---------- Provided material

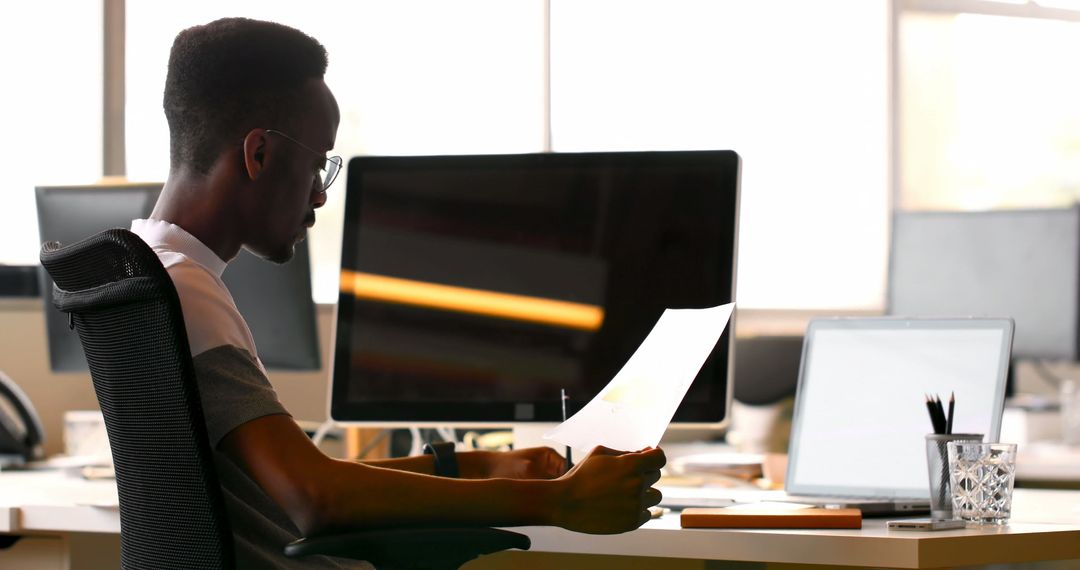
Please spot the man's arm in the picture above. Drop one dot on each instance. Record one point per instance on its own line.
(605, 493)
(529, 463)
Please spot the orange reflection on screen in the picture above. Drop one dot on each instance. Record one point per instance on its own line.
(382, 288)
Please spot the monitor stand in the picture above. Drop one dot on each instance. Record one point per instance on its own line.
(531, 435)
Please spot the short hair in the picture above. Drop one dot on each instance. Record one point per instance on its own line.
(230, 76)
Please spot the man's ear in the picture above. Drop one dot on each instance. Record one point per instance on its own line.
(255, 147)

--------------------
---------- Provided material

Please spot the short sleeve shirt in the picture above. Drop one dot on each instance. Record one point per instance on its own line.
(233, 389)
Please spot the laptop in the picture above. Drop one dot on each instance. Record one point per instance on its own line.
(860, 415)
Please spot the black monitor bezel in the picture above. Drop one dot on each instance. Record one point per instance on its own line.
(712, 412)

--------------------

Written request:
How many lines in the items above contain the word "short"? Reply with the number alone.

Full output:
2